> Assignment: Locate the word "jacket" in the material, then show every line that holds it.

########

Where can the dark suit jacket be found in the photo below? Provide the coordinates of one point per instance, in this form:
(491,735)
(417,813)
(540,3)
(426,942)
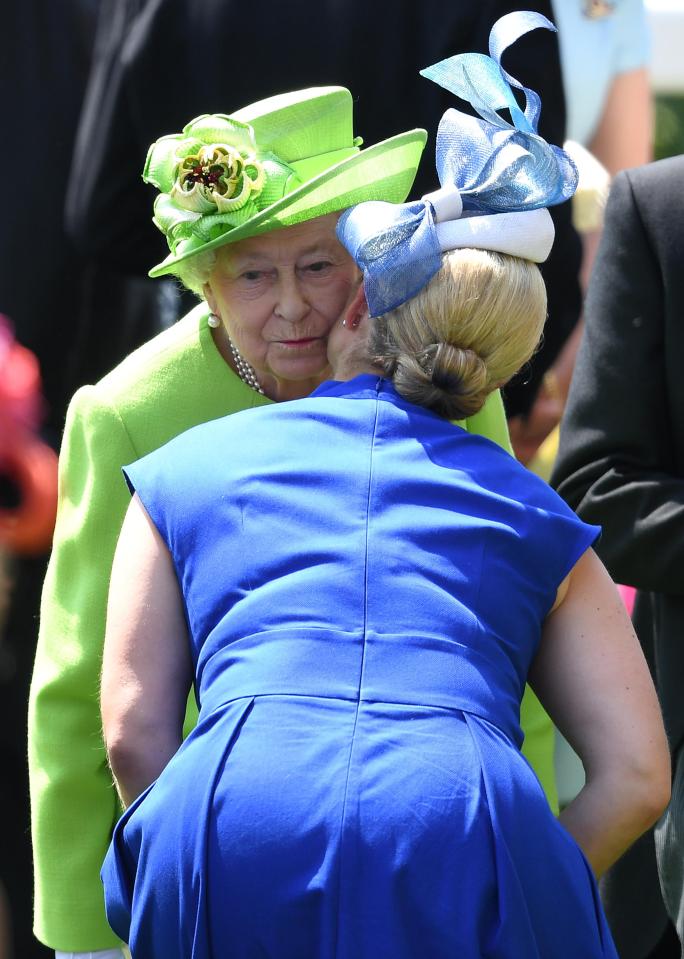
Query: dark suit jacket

########

> Task response:
Where can the dark suit jacket be found in the photo below? Provide the coordinates of one point per instance, in this form:
Query: dark suit jacket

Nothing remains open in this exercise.